- **Set tasks**:
[1] Answer these questions about the text on Candice's work with the Neil Richards Collection:
(a) Which archives hold the Neil Richards Collection of Gender and Sexual Diversity?
(b) Which kinds of materials make up the collection?
(c) What does the text call Candice's efforts to bring public attention to this history?
[2] In the entries below, count the lines that contain the word "door". Reply with the number alone.

- **Extracted text**:
/---

Candice has demonstrated a deep commitment to bringing public attention to little-known aspects of Saskatchewan history through her work with the Neil Richards Collection of Gender and Sexual Diversity at the University of Saskatchewan Archives. Here, we recognize her for her efforts to preserve and highlight the importance of queer history in Saskatchewan and the significant influence early gay activists had on the fight for equality in Canada.

With the untimely passing of Mr. Richards, the vast breadth of his collection of archival, cultural, community, literary and video materials, one of the richest in Canada, has been in danger of being forgotten. Candice has worked with the materials to publicize the diversity, scale and importance of this collection, digitizing and using them for work that she has shared in a variety of venues.

It is of the utmost importance that queer people, especially queer youth, see themselves in history and understand that they have an essential place in Saskatchewan history, which has a rich, long, powerful and largely unknown legacy of pride and gathering and activism. Candice's efforts to bring public attention to this history is community care, and it reflects Neil Richard's beliefs that seeing oneself in a library and archives is an affirmation of self.

\---

- **Provided records**:
/---

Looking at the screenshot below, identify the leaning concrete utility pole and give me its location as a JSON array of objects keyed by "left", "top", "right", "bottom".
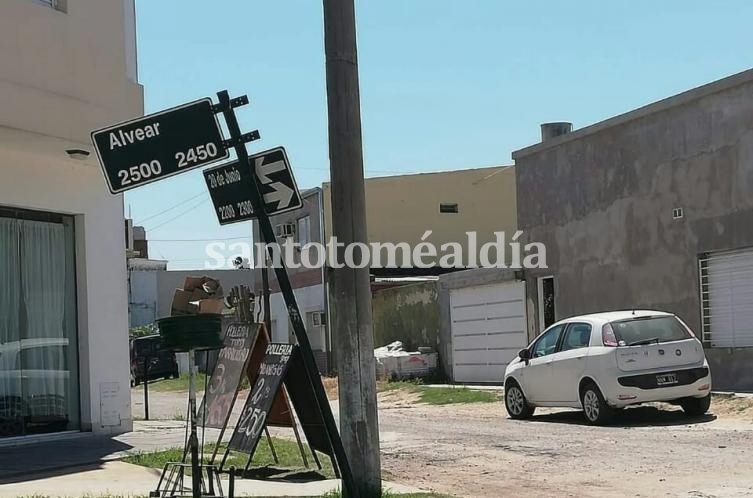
[{"left": 323, "top": 0, "right": 381, "bottom": 497}]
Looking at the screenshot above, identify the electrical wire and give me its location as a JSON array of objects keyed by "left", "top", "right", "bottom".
[
  {"left": 135, "top": 191, "right": 207, "bottom": 225},
  {"left": 146, "top": 199, "right": 210, "bottom": 232}
]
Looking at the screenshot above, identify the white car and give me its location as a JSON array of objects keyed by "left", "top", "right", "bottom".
[{"left": 505, "top": 310, "right": 711, "bottom": 424}]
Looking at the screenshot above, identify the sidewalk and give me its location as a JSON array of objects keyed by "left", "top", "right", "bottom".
[
  {"left": 0, "top": 461, "right": 417, "bottom": 498},
  {"left": 0, "top": 421, "right": 419, "bottom": 498}
]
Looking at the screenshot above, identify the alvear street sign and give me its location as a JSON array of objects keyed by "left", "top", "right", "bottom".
[
  {"left": 204, "top": 147, "right": 303, "bottom": 225},
  {"left": 91, "top": 98, "right": 228, "bottom": 194}
]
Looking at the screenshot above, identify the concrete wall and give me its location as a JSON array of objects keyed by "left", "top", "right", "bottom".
[
  {"left": 322, "top": 166, "right": 517, "bottom": 266},
  {"left": 513, "top": 67, "right": 753, "bottom": 389},
  {"left": 437, "top": 268, "right": 530, "bottom": 379},
  {"left": 371, "top": 281, "right": 440, "bottom": 351},
  {"left": 252, "top": 188, "right": 324, "bottom": 292},
  {"left": 0, "top": 0, "right": 143, "bottom": 433}
]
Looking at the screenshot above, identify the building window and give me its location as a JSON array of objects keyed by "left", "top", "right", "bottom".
[
  {"left": 439, "top": 202, "right": 458, "bottom": 213},
  {"left": 0, "top": 209, "right": 80, "bottom": 438},
  {"left": 538, "top": 277, "right": 557, "bottom": 330},
  {"left": 296, "top": 216, "right": 311, "bottom": 249},
  {"left": 33, "top": 0, "right": 67, "bottom": 12}
]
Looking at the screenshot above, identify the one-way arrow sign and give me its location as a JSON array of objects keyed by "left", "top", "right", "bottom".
[{"left": 204, "top": 147, "right": 303, "bottom": 225}]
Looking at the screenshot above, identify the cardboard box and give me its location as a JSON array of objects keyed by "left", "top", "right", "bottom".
[
  {"left": 183, "top": 277, "right": 208, "bottom": 292},
  {"left": 171, "top": 289, "right": 191, "bottom": 314},
  {"left": 183, "top": 276, "right": 223, "bottom": 299},
  {"left": 199, "top": 299, "right": 225, "bottom": 314},
  {"left": 190, "top": 287, "right": 213, "bottom": 302}
]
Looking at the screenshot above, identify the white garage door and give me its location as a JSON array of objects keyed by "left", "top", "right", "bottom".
[
  {"left": 700, "top": 249, "right": 753, "bottom": 348},
  {"left": 450, "top": 282, "right": 528, "bottom": 383}
]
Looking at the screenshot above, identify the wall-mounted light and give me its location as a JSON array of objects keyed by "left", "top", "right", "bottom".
[{"left": 65, "top": 149, "right": 91, "bottom": 161}]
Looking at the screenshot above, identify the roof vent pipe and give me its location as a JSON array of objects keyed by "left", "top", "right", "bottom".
[{"left": 541, "top": 121, "right": 573, "bottom": 142}]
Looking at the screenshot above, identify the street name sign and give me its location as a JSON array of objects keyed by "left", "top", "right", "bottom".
[
  {"left": 204, "top": 147, "right": 303, "bottom": 225},
  {"left": 91, "top": 98, "right": 229, "bottom": 194}
]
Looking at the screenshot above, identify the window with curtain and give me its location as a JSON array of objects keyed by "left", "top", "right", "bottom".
[{"left": 0, "top": 209, "right": 80, "bottom": 437}]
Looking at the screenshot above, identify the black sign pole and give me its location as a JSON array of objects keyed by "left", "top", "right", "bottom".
[{"left": 217, "top": 90, "right": 358, "bottom": 498}]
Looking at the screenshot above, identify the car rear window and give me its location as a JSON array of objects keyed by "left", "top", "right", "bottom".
[
  {"left": 133, "top": 337, "right": 165, "bottom": 356},
  {"left": 610, "top": 316, "right": 692, "bottom": 346}
]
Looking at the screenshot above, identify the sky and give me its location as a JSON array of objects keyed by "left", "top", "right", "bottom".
[{"left": 125, "top": 0, "right": 753, "bottom": 269}]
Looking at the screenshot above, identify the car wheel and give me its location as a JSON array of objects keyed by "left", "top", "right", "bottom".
[
  {"left": 505, "top": 382, "right": 536, "bottom": 420},
  {"left": 680, "top": 394, "right": 711, "bottom": 417},
  {"left": 580, "top": 382, "right": 614, "bottom": 425}
]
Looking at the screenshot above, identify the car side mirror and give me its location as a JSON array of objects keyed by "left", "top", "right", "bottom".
[{"left": 518, "top": 348, "right": 531, "bottom": 365}]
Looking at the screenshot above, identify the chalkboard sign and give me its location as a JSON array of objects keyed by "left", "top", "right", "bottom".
[
  {"left": 198, "top": 322, "right": 259, "bottom": 429},
  {"left": 285, "top": 346, "right": 337, "bottom": 460},
  {"left": 228, "top": 343, "right": 294, "bottom": 455}
]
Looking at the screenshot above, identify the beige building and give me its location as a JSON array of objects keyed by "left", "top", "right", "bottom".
[
  {"left": 0, "top": 0, "right": 143, "bottom": 444},
  {"left": 322, "top": 166, "right": 517, "bottom": 266}
]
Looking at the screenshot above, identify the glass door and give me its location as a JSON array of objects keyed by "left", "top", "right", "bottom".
[{"left": 0, "top": 209, "right": 80, "bottom": 437}]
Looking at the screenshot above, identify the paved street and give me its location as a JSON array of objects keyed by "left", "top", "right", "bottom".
[{"left": 128, "top": 390, "right": 753, "bottom": 498}]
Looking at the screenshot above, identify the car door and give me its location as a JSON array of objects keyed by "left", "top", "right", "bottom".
[
  {"left": 521, "top": 324, "right": 565, "bottom": 403},
  {"left": 546, "top": 322, "right": 592, "bottom": 405}
]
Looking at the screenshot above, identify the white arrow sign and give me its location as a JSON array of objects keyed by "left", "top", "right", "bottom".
[{"left": 256, "top": 157, "right": 295, "bottom": 209}]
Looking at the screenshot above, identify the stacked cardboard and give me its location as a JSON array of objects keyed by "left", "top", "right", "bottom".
[{"left": 171, "top": 277, "right": 225, "bottom": 316}]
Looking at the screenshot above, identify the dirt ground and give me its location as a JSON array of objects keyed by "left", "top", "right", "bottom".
[
  {"left": 133, "top": 390, "right": 753, "bottom": 498},
  {"left": 379, "top": 393, "right": 753, "bottom": 498}
]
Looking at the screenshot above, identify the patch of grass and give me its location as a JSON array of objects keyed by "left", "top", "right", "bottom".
[
  {"left": 377, "top": 379, "right": 423, "bottom": 393},
  {"left": 321, "top": 491, "right": 452, "bottom": 498},
  {"left": 377, "top": 379, "right": 501, "bottom": 405},
  {"left": 419, "top": 387, "right": 501, "bottom": 405},
  {"left": 123, "top": 437, "right": 335, "bottom": 478},
  {"left": 18, "top": 493, "right": 147, "bottom": 498}
]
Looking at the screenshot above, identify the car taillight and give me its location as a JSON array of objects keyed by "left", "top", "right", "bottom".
[{"left": 601, "top": 323, "right": 617, "bottom": 348}]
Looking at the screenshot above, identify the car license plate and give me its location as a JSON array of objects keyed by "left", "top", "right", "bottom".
[{"left": 656, "top": 373, "right": 677, "bottom": 386}]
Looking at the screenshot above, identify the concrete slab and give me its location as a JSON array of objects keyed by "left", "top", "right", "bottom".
[{"left": 424, "top": 384, "right": 505, "bottom": 392}]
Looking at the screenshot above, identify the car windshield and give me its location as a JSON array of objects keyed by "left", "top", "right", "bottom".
[
  {"left": 133, "top": 337, "right": 164, "bottom": 356},
  {"left": 611, "top": 316, "right": 692, "bottom": 346}
]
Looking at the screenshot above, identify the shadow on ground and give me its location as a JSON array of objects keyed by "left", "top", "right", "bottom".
[
  {"left": 530, "top": 406, "right": 717, "bottom": 428},
  {"left": 238, "top": 467, "right": 328, "bottom": 482},
  {"left": 0, "top": 434, "right": 132, "bottom": 484}
]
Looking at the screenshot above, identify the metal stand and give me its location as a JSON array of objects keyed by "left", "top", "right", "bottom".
[{"left": 149, "top": 349, "right": 223, "bottom": 498}]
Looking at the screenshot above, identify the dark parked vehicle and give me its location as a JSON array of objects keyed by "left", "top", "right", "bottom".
[{"left": 131, "top": 335, "right": 178, "bottom": 386}]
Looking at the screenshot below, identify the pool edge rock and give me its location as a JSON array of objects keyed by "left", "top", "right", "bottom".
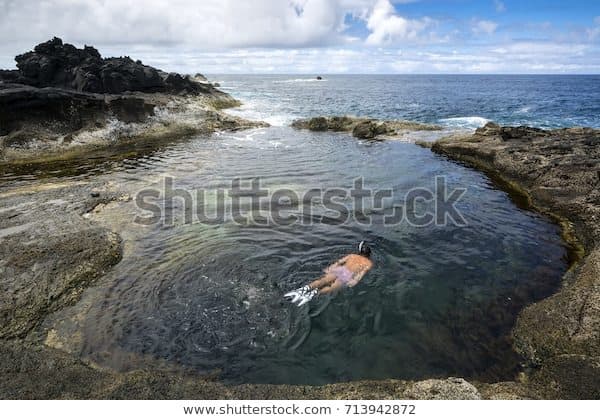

\---

- **Exercise answers**:
[1]
(a) The University of Saskatchewan Archives.
(b) Archival, cultural, community, literary and video materials.
(c) Community care.

[2] 3